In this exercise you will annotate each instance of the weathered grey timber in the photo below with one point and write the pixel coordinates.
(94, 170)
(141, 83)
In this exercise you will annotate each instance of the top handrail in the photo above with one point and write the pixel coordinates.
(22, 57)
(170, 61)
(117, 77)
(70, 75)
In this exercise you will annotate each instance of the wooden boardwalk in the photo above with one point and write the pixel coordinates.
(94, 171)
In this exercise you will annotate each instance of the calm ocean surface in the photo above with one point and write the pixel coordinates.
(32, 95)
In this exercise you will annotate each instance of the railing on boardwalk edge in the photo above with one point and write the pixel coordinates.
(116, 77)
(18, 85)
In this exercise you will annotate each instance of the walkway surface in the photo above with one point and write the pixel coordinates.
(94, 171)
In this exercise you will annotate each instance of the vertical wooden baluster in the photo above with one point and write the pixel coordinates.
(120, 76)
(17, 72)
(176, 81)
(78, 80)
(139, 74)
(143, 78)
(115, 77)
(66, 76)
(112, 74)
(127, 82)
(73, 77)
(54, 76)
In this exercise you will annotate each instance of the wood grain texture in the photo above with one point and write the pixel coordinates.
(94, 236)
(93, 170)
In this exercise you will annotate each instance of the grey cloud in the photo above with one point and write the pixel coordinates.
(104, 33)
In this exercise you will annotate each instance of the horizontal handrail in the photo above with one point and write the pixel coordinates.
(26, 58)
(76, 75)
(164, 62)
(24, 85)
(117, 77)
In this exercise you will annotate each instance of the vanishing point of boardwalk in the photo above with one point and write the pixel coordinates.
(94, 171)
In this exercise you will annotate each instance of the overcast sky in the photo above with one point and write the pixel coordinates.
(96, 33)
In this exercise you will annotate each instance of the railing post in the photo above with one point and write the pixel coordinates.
◆ ◆ ◆ ◆ ◆ ◆ ◆
Retype every entry exactly as it stands.

TASK ANSWER =>
In this exercise you will annotate each instance of the weathered grey timber in the photo below with one point and write the pixel coordinates.
(94, 170)
(141, 83)
In this exercise you will annotate each instance of the top handrail in the photo above with one point and write the pixel coordinates.
(22, 57)
(170, 61)
(117, 77)
(70, 75)
In this exercise you will annotate each instance of the wooden boardwalk in the photo above with one point and write the pixel coordinates.
(94, 171)
In this exercise you will annotate each instance of the calm ocean surface in the photo above with one point and write the pixel coordinates.
(32, 95)
In this exercise you will annotate each instance of the railing on boardwalk edge in the photo above with one point and write the pixel coordinates.
(116, 77)
(18, 85)
In this exercise you will annotate each instance of the walkway surface in the photo above with one point and write the pixel coordinates.
(94, 171)
In this exercise you will annotate each instance of the vertical wooden baluster in the photo above with one point and write the pixel coordinates.
(120, 76)
(17, 72)
(176, 81)
(78, 80)
(139, 74)
(143, 78)
(115, 77)
(66, 76)
(112, 74)
(127, 82)
(73, 77)
(54, 76)
In this exercise you will annotate each instance of the wood grain texture in the photo above with one point and write the pixel coordinates.
(94, 236)
(93, 170)
In this exercise you will annotate each instance of the grey cloud in the photo above with one point and write the pixel coordinates.
(104, 33)
In this exercise you will annotate each instance of the horizontal handrail in the photo above with one point and write the pixel coordinates.
(26, 58)
(76, 75)
(164, 62)
(24, 85)
(117, 77)
In this exercise you will annotate each instance of the vanishing point of boardwalk in the photo above with one point and write the pixel coordinates.
(94, 171)
In this exercise you will annotate each instance of the overcast sky in the photo above with one point and write the pixel coordinates.
(96, 33)
In this exercise you will annotate each instance of the railing post in the photo above with one point and write the pixel coordinates.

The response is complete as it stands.